• Directions
This task calls for copying every line of the records that includes the word "clicks".

• Working data
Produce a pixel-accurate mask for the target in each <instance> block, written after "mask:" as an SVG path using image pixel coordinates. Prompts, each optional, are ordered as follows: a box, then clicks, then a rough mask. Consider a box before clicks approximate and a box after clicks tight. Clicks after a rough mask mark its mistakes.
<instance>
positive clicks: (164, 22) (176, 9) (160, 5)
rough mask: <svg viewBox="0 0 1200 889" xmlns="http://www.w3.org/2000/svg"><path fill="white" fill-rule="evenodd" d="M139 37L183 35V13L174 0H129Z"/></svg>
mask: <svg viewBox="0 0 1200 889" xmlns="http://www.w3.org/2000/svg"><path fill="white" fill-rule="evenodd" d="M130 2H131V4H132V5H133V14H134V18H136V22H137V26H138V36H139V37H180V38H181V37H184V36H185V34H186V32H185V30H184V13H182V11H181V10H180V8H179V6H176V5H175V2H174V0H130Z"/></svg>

• Result for this task
Produce a pixel-accurate mask for the target in each <instance> block, written after "mask:" as an SVG path using image pixel coordinates. Prompts, each optional, are ordered as follows: a box, then clicks, then a rough mask. Consider a box before clicks approximate and a box after clicks tight. Clicks after a rough mask mark its mistakes.
positive clicks: (164, 22) (176, 9) (160, 5)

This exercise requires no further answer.